**WHAT YOU WILL DO**
Scale the part of the listing between the line containing "Target: <item>statue's bare foot</item>" and the line containing "218 129 L 215", inclusive, and reproduce only those lines, request lines included. Multiply every number in the answers (the viewBox dimensions and the path coordinates) by 0.7 and round each result to a whole number, with halves rounded up.

■ ■ ■ ■ ■

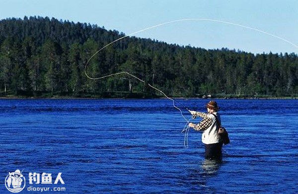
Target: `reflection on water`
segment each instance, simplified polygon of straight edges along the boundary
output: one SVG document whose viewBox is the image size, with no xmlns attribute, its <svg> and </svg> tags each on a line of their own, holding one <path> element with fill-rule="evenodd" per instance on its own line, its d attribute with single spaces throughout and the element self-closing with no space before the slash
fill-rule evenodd
<svg viewBox="0 0 298 194">
<path fill-rule="evenodd" d="M 209 100 L 178 100 L 205 111 Z M 0 176 L 62 172 L 72 194 L 295 193 L 298 101 L 217 101 L 231 139 L 223 162 L 203 159 L 200 132 L 184 149 L 166 99 L 0 100 Z"/>
<path fill-rule="evenodd" d="M 206 159 L 202 162 L 201 167 L 203 174 L 206 176 L 215 175 L 223 164 L 222 160 Z"/>
</svg>

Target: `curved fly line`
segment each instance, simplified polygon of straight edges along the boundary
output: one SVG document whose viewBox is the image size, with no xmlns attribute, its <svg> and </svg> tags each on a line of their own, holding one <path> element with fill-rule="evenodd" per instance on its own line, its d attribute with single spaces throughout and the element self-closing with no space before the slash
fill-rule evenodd
<svg viewBox="0 0 298 194">
<path fill-rule="evenodd" d="M 86 76 L 90 79 L 92 79 L 92 80 L 97 80 L 97 79 L 103 79 L 105 78 L 107 78 L 107 77 L 109 77 L 110 76 L 114 76 L 114 75 L 120 75 L 120 74 L 126 74 L 126 75 L 128 75 L 130 76 L 131 76 L 137 80 L 138 80 L 139 81 L 142 82 L 145 84 L 147 84 L 150 87 L 154 89 L 154 90 L 158 91 L 159 92 L 160 92 L 160 93 L 161 93 L 165 98 L 166 98 L 167 99 L 171 100 L 173 102 L 173 106 L 176 109 L 177 109 L 180 113 L 180 114 L 181 115 L 182 117 L 183 118 L 183 119 L 186 121 L 186 124 L 185 125 L 184 128 L 183 128 L 182 131 L 181 131 L 181 132 L 184 132 L 185 133 L 185 136 L 184 136 L 184 147 L 187 147 L 188 146 L 188 132 L 189 131 L 189 129 L 190 128 L 189 127 L 188 127 L 188 124 L 189 124 L 189 121 L 190 120 L 190 119 L 189 120 L 187 120 L 185 117 L 183 115 L 183 114 L 182 113 L 182 110 L 179 109 L 178 107 L 177 107 L 175 105 L 175 102 L 176 102 L 177 103 L 178 103 L 179 104 L 180 104 L 179 102 L 177 101 L 176 100 L 174 100 L 174 99 L 173 99 L 172 98 L 170 98 L 169 97 L 168 97 L 168 96 L 167 96 L 162 91 L 160 90 L 160 89 L 154 87 L 153 86 L 150 85 L 150 84 L 148 83 L 146 83 L 144 80 L 140 79 L 140 78 L 137 77 L 136 76 L 129 73 L 129 72 L 127 71 L 121 71 L 121 72 L 116 72 L 116 73 L 112 73 L 112 74 L 110 74 L 108 75 L 104 75 L 101 77 L 91 77 L 90 76 L 89 76 L 88 75 L 88 74 L 87 74 L 87 72 L 86 71 L 86 69 L 87 68 L 87 66 L 89 64 L 89 63 L 90 62 L 90 61 L 93 58 L 93 57 L 94 57 L 94 56 L 95 56 L 98 53 L 99 53 L 100 51 L 102 51 L 103 49 L 104 49 L 105 48 L 106 48 L 106 47 L 108 47 L 109 46 L 118 42 L 120 40 L 123 39 L 125 38 L 127 38 L 129 36 L 131 36 L 132 35 L 134 35 L 135 34 L 139 33 L 140 32 L 144 32 L 152 28 L 157 28 L 159 26 L 161 26 L 166 24 L 170 24 L 170 23 L 176 23 L 176 22 L 182 22 L 182 21 L 211 21 L 211 22 L 217 22 L 217 23 L 224 23 L 224 24 L 229 24 L 229 25 L 234 25 L 234 26 L 238 26 L 238 27 L 240 27 L 242 28 L 246 28 L 246 29 L 248 29 L 250 30 L 254 30 L 258 32 L 260 32 L 261 33 L 263 34 L 265 34 L 266 35 L 272 36 L 274 38 L 277 38 L 278 39 L 281 40 L 284 42 L 286 42 L 287 43 L 289 43 L 291 45 L 292 45 L 292 46 L 294 46 L 295 47 L 296 47 L 296 48 L 298 49 L 298 45 L 293 43 L 293 42 L 286 40 L 283 38 L 282 38 L 280 36 L 277 36 L 277 35 L 275 35 L 274 34 L 271 34 L 269 32 L 263 31 L 263 30 L 259 30 L 257 28 L 252 28 L 251 27 L 249 27 L 249 26 L 245 26 L 243 25 L 241 25 L 241 24 L 237 24 L 237 23 L 232 23 L 232 22 L 227 22 L 227 21 L 222 21 L 222 20 L 216 20 L 216 19 L 207 19 L 207 18 L 185 18 L 185 19 L 176 19 L 175 20 L 171 20 L 171 21 L 167 21 L 166 22 L 164 22 L 164 23 L 162 23 L 159 24 L 157 24 L 157 25 L 155 25 L 154 26 L 150 26 L 149 27 L 147 27 L 146 28 L 144 28 L 142 30 L 133 32 L 132 33 L 130 33 L 127 35 L 124 36 L 123 37 L 122 37 L 121 38 L 118 38 L 118 39 L 115 40 L 114 41 L 110 42 L 110 43 L 105 45 L 104 46 L 103 46 L 103 47 L 102 47 L 100 49 L 99 49 L 99 50 L 98 50 L 97 51 L 96 51 L 94 54 L 93 54 L 88 60 L 88 61 L 87 61 L 87 62 L 86 63 L 85 65 L 85 66 L 84 66 L 84 72 L 85 73 L 85 75 L 86 75 Z M 186 109 L 187 110 L 188 110 L 188 109 L 187 108 L 186 108 Z"/>
</svg>

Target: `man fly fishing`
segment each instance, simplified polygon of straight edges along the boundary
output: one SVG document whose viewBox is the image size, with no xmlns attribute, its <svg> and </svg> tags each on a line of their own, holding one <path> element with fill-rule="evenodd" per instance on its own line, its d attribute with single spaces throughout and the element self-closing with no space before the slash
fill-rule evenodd
<svg viewBox="0 0 298 194">
<path fill-rule="evenodd" d="M 202 121 L 195 125 L 190 123 L 189 126 L 197 131 L 203 131 L 202 141 L 205 145 L 205 157 L 208 159 L 221 159 L 223 140 L 219 134 L 221 127 L 221 117 L 218 113 L 219 107 L 217 103 L 211 101 L 206 105 L 208 113 L 189 111 L 193 118 L 203 118 Z"/>
</svg>

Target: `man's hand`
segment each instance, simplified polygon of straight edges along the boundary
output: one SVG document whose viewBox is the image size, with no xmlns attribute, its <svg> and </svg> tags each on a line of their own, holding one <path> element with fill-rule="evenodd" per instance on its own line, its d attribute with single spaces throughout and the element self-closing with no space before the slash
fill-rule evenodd
<svg viewBox="0 0 298 194">
<path fill-rule="evenodd" d="M 190 123 L 189 124 L 188 124 L 188 126 L 191 127 L 191 128 L 194 128 L 195 126 L 196 126 L 195 124 L 194 124 L 192 123 Z"/>
</svg>

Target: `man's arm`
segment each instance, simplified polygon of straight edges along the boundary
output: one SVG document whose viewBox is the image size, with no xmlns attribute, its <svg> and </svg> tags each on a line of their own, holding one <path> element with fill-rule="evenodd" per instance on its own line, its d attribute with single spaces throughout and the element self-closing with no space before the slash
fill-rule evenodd
<svg viewBox="0 0 298 194">
<path fill-rule="evenodd" d="M 206 117 L 198 125 L 194 127 L 194 129 L 196 130 L 205 130 L 207 129 L 212 124 L 212 120 L 211 118 Z"/>
<path fill-rule="evenodd" d="M 203 119 L 204 119 L 205 117 L 206 117 L 207 116 L 207 115 L 208 115 L 207 113 L 201 113 L 200 112 L 197 112 L 197 111 L 190 111 L 189 112 L 190 112 L 190 114 L 192 114 L 192 115 L 194 116 L 195 117 L 200 117 Z"/>
</svg>

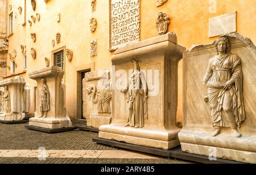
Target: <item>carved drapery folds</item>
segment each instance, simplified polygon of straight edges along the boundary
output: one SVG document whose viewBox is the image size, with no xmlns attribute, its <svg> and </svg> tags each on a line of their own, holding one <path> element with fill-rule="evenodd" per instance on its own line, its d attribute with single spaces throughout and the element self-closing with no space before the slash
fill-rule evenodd
<svg viewBox="0 0 256 175">
<path fill-rule="evenodd" d="M 97 56 L 97 40 L 92 40 L 90 41 L 90 57 Z"/>
<path fill-rule="evenodd" d="M 31 36 L 32 40 L 34 42 L 36 41 L 36 33 L 30 33 L 30 35 Z"/>
<path fill-rule="evenodd" d="M 159 12 L 156 24 L 158 34 L 159 35 L 166 34 L 168 31 L 168 26 L 170 24 L 170 19 L 167 14 L 162 12 Z"/>
<path fill-rule="evenodd" d="M 35 0 L 31 0 L 31 5 L 32 5 L 32 8 L 33 8 L 33 10 L 35 10 L 36 6 L 36 2 Z"/>
<path fill-rule="evenodd" d="M 156 7 L 163 5 L 168 0 L 156 0 Z"/>
</svg>

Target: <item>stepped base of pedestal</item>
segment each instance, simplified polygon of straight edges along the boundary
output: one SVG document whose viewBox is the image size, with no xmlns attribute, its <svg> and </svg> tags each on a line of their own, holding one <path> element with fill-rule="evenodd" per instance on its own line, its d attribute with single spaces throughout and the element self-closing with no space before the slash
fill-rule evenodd
<svg viewBox="0 0 256 175">
<path fill-rule="evenodd" d="M 255 133 L 241 132 L 236 138 L 228 129 L 223 129 L 216 136 L 213 129 L 183 127 L 179 133 L 183 151 L 200 155 L 256 163 Z"/>
<path fill-rule="evenodd" d="M 72 127 L 72 123 L 66 118 L 30 118 L 30 126 L 36 126 L 45 129 L 56 129 L 64 127 Z"/>
<path fill-rule="evenodd" d="M 177 134 L 180 129 L 166 130 L 164 127 L 147 126 L 142 128 L 108 125 L 100 127 L 100 138 L 124 142 L 147 147 L 170 150 L 180 145 Z"/>
<path fill-rule="evenodd" d="M 23 119 L 19 121 L 6 121 L 6 120 L 0 120 L 0 123 L 5 124 L 19 124 L 24 123 L 28 122 L 28 119 Z"/>
<path fill-rule="evenodd" d="M 61 132 L 65 132 L 65 131 L 70 131 L 75 130 L 76 129 L 75 127 L 63 127 L 59 129 L 48 129 L 48 128 L 43 128 L 40 127 L 34 126 L 25 126 L 27 129 L 42 131 L 44 133 L 57 133 Z"/>
<path fill-rule="evenodd" d="M 0 120 L 6 121 L 19 121 L 23 120 L 25 118 L 25 113 L 11 113 L 6 114 L 0 113 Z"/>
</svg>

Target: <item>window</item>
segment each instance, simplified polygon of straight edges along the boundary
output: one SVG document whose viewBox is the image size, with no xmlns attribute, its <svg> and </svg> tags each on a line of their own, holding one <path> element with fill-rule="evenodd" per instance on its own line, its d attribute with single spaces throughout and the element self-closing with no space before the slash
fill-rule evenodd
<svg viewBox="0 0 256 175">
<path fill-rule="evenodd" d="M 14 74 L 15 72 L 15 62 L 12 61 L 11 62 L 11 72 Z"/>
<path fill-rule="evenodd" d="M 9 15 L 9 34 L 13 33 L 13 15 L 11 12 Z"/>
<path fill-rule="evenodd" d="M 23 69 L 27 69 L 27 56 L 24 55 L 23 56 Z"/>
<path fill-rule="evenodd" d="M 54 54 L 54 66 L 64 69 L 64 50 L 60 50 Z"/>
</svg>

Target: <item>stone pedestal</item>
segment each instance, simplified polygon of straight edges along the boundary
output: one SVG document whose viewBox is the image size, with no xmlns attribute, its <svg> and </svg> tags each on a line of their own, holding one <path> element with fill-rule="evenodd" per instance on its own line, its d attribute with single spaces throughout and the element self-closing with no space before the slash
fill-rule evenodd
<svg viewBox="0 0 256 175">
<path fill-rule="evenodd" d="M 112 90 L 109 87 L 109 72 L 100 70 L 87 72 L 82 80 L 82 114 L 88 127 L 98 128 L 111 122 Z"/>
<path fill-rule="evenodd" d="M 216 57 L 216 49 L 214 42 L 193 46 L 184 54 L 184 126 L 179 133 L 179 139 L 182 151 L 185 152 L 209 156 L 210 159 L 218 157 L 256 163 L 256 110 L 254 107 L 256 104 L 256 48 L 250 39 L 238 33 L 228 34 L 224 36 L 230 41 L 230 56 L 230 56 L 230 58 L 233 59 L 233 61 L 228 61 L 227 59 L 223 62 L 224 66 L 229 64 L 228 67 L 225 66 L 225 68 L 218 68 L 208 66 L 210 69 L 207 69 L 208 63 L 215 62 L 209 61 L 210 59 L 212 58 L 211 61 L 217 60 L 212 58 L 216 58 L 214 57 Z M 238 58 L 241 62 L 236 61 L 239 60 Z M 233 63 L 230 63 L 232 62 Z M 240 71 L 240 66 L 242 71 Z M 229 70 L 228 70 L 229 69 Z M 203 83 L 206 72 L 210 73 L 211 70 L 213 70 L 212 74 L 215 74 L 214 71 L 223 71 L 222 73 L 229 71 L 233 75 L 231 77 L 235 80 L 234 83 L 230 89 L 225 92 L 226 93 L 225 93 L 224 99 L 221 97 L 222 96 L 222 91 L 220 93 L 216 93 L 219 91 L 217 88 L 208 89 L 208 88 L 211 87 L 210 84 L 207 84 L 207 87 Z M 219 74 L 220 77 L 216 79 L 217 81 L 223 78 L 221 75 L 224 74 Z M 208 83 L 211 83 L 210 81 L 208 82 Z M 240 87 L 238 88 L 239 84 Z M 211 92 L 209 93 L 209 92 Z M 230 93 L 229 93 L 229 92 Z M 225 99 L 225 96 L 226 95 L 228 97 L 229 94 L 233 97 L 226 100 Z M 215 97 L 220 100 L 215 100 L 217 99 Z M 230 100 L 232 100 L 232 103 Z M 214 101 L 219 105 L 218 110 L 214 108 Z M 231 105 L 231 107 L 225 104 L 226 101 Z M 229 110 L 227 110 L 227 108 Z M 236 112 L 237 108 L 238 108 L 238 113 Z M 214 121 L 217 120 L 212 116 L 213 116 L 214 114 L 218 113 L 218 111 L 221 112 L 220 118 L 224 126 L 220 128 L 220 133 L 218 134 L 212 136 L 213 133 L 216 134 L 214 133 L 213 125 L 216 123 Z M 234 121 L 236 125 L 239 124 L 237 125 L 237 131 L 241 134 L 240 137 L 239 134 L 232 131 L 230 127 L 231 124 L 226 124 L 230 123 L 230 121 L 232 120 L 226 120 L 223 114 L 229 111 L 235 114 L 233 116 L 234 118 L 238 119 L 236 121 L 234 119 Z M 243 113 L 243 112 L 245 113 Z"/>
<path fill-rule="evenodd" d="M 64 92 L 61 86 L 63 70 L 57 66 L 52 66 L 35 71 L 29 74 L 29 78 L 37 82 L 38 88 L 35 117 L 30 118 L 29 125 L 36 127 L 57 129 L 72 127 L 72 124 L 64 108 Z M 44 79 L 46 85 L 43 84 Z M 48 92 L 46 99 L 49 101 L 47 106 L 42 107 L 42 87 L 48 87 Z M 47 110 L 46 118 L 42 114 L 42 108 Z"/>
<path fill-rule="evenodd" d="M 115 51 L 112 58 L 115 71 L 112 75 L 114 88 L 112 122 L 100 127 L 100 138 L 164 150 L 180 144 L 177 133 L 180 129 L 176 126 L 176 119 L 177 65 L 184 50 L 177 44 L 176 35 L 168 33 Z M 139 106 L 134 106 L 133 109 L 137 109 L 133 113 L 139 110 L 144 114 L 144 119 L 141 117 L 139 124 L 135 121 L 134 125 L 133 122 L 127 124 L 130 114 L 127 101 L 131 100 L 131 91 L 125 92 L 127 91 L 123 88 L 133 70 L 137 72 L 136 62 L 140 72 L 137 77 L 143 88 L 141 87 L 140 92 L 137 93 L 141 97 L 138 100 L 142 103 L 139 103 Z M 132 76 L 130 78 L 133 79 Z M 123 87 L 120 87 L 120 84 Z"/>
<path fill-rule="evenodd" d="M 0 82 L 2 87 L 0 120 L 22 121 L 25 117 L 25 98 L 23 78 L 16 76 Z M 29 103 L 29 102 L 28 102 Z"/>
</svg>

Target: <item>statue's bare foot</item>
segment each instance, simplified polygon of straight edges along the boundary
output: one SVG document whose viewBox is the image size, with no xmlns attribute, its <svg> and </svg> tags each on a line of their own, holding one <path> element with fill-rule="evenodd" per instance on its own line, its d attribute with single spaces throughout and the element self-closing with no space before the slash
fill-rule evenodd
<svg viewBox="0 0 256 175">
<path fill-rule="evenodd" d="M 232 131 L 233 134 L 236 137 L 240 137 L 241 136 L 241 134 L 237 131 L 237 129 L 232 128 L 231 130 Z"/>
<path fill-rule="evenodd" d="M 218 129 L 215 129 L 214 131 L 213 131 L 213 133 L 212 134 L 212 136 L 216 136 L 216 135 L 218 135 L 218 134 L 220 134 L 220 129 L 219 128 Z"/>
<path fill-rule="evenodd" d="M 129 126 L 130 124 L 129 123 L 127 123 L 125 125 L 125 126 L 123 126 L 123 127 L 127 127 L 127 126 Z"/>
</svg>

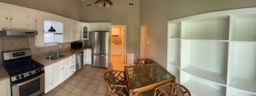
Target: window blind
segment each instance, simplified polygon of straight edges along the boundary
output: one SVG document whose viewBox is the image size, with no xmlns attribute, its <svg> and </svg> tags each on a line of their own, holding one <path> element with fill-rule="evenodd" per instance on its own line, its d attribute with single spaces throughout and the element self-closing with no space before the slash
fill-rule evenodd
<svg viewBox="0 0 256 96">
<path fill-rule="evenodd" d="M 56 24 L 54 24 L 54 22 L 52 22 L 49 20 L 44 21 L 44 43 L 54 42 L 55 41 L 54 32 L 48 32 L 48 29 L 51 28 L 52 25 L 53 28 L 57 30 L 56 29 Z"/>
</svg>

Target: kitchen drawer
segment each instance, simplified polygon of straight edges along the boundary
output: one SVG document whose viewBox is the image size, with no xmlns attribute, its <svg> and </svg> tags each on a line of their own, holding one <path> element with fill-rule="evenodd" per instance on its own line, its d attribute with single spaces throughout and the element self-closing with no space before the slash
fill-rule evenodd
<svg viewBox="0 0 256 96">
<path fill-rule="evenodd" d="M 62 60 L 62 64 L 64 64 L 67 62 L 69 62 L 70 61 L 70 58 L 67 58 L 65 59 Z"/>
<path fill-rule="evenodd" d="M 76 66 L 74 66 L 70 68 L 70 74 L 71 76 L 75 72 L 76 72 Z"/>
<path fill-rule="evenodd" d="M 72 59 L 70 60 L 70 67 L 73 66 L 76 66 L 76 59 Z"/>
<path fill-rule="evenodd" d="M 52 65 L 52 69 L 56 68 L 60 66 L 61 66 L 61 61 L 58 61 L 58 62 L 55 63 Z"/>
<path fill-rule="evenodd" d="M 72 60 L 73 59 L 76 60 L 76 55 L 72 55 L 72 56 L 70 56 L 70 60 Z"/>
</svg>

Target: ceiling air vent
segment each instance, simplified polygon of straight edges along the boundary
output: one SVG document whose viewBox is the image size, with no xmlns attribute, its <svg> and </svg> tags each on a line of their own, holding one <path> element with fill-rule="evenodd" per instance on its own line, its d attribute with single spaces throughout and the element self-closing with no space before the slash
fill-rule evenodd
<svg viewBox="0 0 256 96">
<path fill-rule="evenodd" d="M 128 6 L 130 7 L 134 7 L 134 2 L 128 2 Z"/>
<path fill-rule="evenodd" d="M 92 5 L 91 3 L 87 4 L 86 4 L 86 8 L 90 8 L 92 6 Z"/>
</svg>

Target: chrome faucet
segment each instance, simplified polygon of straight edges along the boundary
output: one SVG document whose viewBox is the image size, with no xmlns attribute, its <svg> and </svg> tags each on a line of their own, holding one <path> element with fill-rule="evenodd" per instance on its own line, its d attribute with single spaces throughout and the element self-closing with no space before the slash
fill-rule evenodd
<svg viewBox="0 0 256 96">
<path fill-rule="evenodd" d="M 48 53 L 48 55 L 54 55 L 55 54 L 55 51 L 49 51 L 49 53 Z"/>
</svg>

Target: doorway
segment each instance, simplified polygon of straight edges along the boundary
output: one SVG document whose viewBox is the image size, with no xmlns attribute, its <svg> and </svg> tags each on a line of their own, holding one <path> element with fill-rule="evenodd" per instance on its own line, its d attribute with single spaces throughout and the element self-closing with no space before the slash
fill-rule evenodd
<svg viewBox="0 0 256 96">
<path fill-rule="evenodd" d="M 112 25 L 111 63 L 126 63 L 126 25 Z"/>
<path fill-rule="evenodd" d="M 147 56 L 147 27 L 146 25 L 140 26 L 140 58 L 145 59 Z"/>
</svg>

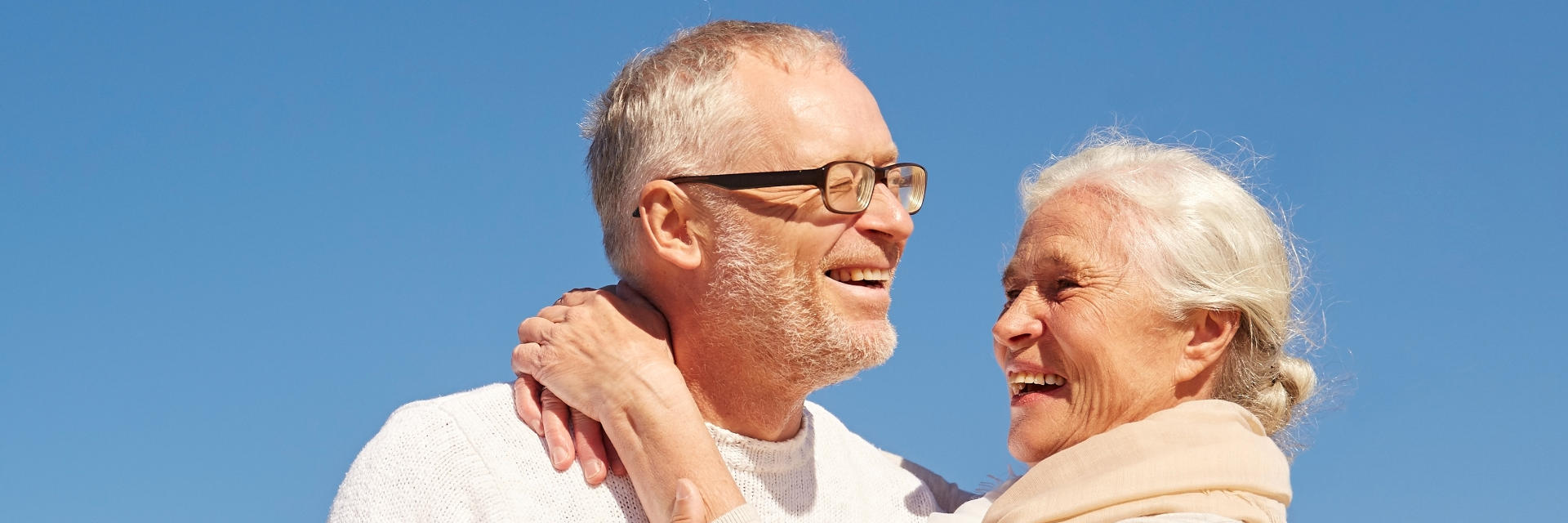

■ ■ ■ ■ ■

**RESULT BELOW**
Target: <item>statue's bare foot</item>
segment each instance, simplified polygon of straight edges along the boundary
output: one SVG document whose viewBox is the image size, with no xmlns attribute, its <svg> and </svg> tags each on a line of their own, holding one <path> element with fill-rule="evenodd" per instance on its own line, its d attribute with single spaces throughout and the element self-closing with no space before the slash
fill-rule evenodd
<svg viewBox="0 0 179 123">
<path fill-rule="evenodd" d="M 162 92 L 163 94 L 165 96 L 168 96 L 169 95 L 169 94 L 166 92 L 166 90 L 162 90 L 162 91 Z"/>
<path fill-rule="evenodd" d="M 153 90 L 151 90 L 150 92 L 149 92 L 149 93 L 148 94 L 148 95 L 151 95 L 151 95 L 153 95 L 153 94 L 154 94 L 154 90 L 153 90 Z"/>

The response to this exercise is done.